Problem description —
Reproduce the entries below with "marker" swapped for "pin" wherever it occurs, keeping everything else unchanged and leaving out the pictures.

Data for processing —
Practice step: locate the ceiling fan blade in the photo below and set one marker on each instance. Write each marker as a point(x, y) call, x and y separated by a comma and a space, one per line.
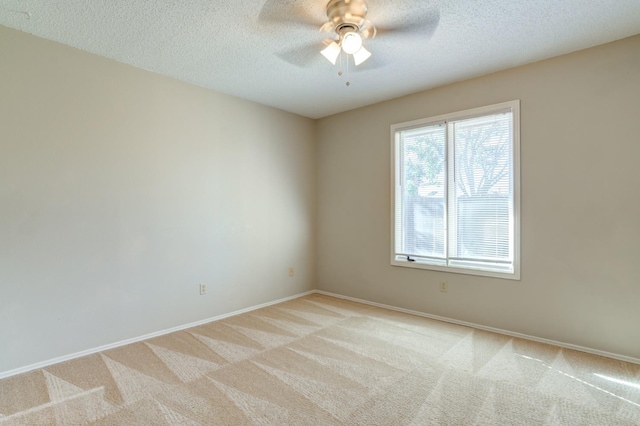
point(294, 12)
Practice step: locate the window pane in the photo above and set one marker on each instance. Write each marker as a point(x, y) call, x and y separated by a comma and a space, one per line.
point(423, 191)
point(483, 188)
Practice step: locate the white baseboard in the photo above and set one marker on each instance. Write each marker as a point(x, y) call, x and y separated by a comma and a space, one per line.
point(492, 329)
point(57, 360)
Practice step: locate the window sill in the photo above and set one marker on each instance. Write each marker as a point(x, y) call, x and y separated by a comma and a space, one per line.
point(515, 276)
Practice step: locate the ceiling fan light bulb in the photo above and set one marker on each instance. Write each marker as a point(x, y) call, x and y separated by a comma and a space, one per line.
point(361, 55)
point(351, 42)
point(331, 52)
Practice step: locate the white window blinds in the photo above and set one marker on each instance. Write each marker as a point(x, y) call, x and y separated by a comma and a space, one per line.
point(455, 193)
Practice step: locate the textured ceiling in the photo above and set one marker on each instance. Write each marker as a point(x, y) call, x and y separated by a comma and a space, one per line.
point(268, 50)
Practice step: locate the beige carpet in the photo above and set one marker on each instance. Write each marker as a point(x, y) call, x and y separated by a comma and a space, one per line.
point(318, 360)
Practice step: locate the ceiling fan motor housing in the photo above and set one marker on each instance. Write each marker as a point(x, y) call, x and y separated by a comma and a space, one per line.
point(347, 13)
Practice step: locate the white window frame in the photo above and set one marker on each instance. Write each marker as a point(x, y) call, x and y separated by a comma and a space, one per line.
point(514, 106)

Right answer —
Practice step: locate the ceiling fan blade in the photo below and set one pin on each instance. Write each pin as a point(x, y) call, x and y separated by a comma and a space, one per line.
point(294, 12)
Practice step: locate the window pane in the photo above and set one pin on each instance. Write each pin as a point(x, y) call, x and y separated by a comma and a space, one per line.
point(423, 191)
point(483, 188)
Practice step: locate the white baseboard in the photo above and set one pin on each instance. Write each pin as a point(x, y) call, x and y separated by a comma and a space, one per line.
point(492, 329)
point(57, 360)
Practice step: locate the window sill in the photo above and set one pin on each instance. Write each pin as a point(x, y) call, x and y separated by a comma and a space, one per line.
point(515, 276)
Practice step: locate the ceiling fan light bulb in the photo above and set one pin on each instance. Write each pin as a point(x, y) call, x and y separated by a comma and a space, one per line.
point(361, 55)
point(351, 42)
point(331, 52)
Practice step: locate the white window blinds in the photo above and set one pin on each instance. Write each pin as a point(x, y) call, x and y separated by a comma and a space, one per line.
point(455, 193)
Practice step: locate the textured ceiling in the photo above and set one pin on each instance. Write each pin as a point(x, y) call, x and y separated by a comma and a space, one per line.
point(268, 50)
Practice step: locate the beige carpet in the photo above and set one pin on each instance. Write each pin as a point(x, y) call, x and y separated by a comma and a space, one per line.
point(318, 360)
Practice step: locate the ceiling fan motor housing in the photo above and set one pin on each instance. Write each pin as a point(x, y) call, x and y separated by a comma and a space, one per line.
point(347, 13)
Practice step: locate the white window frame in the photo above and set one pin on each instance. Write each pin as a point(x, y) call, x and y separated by a comma and a space, one per line.
point(514, 106)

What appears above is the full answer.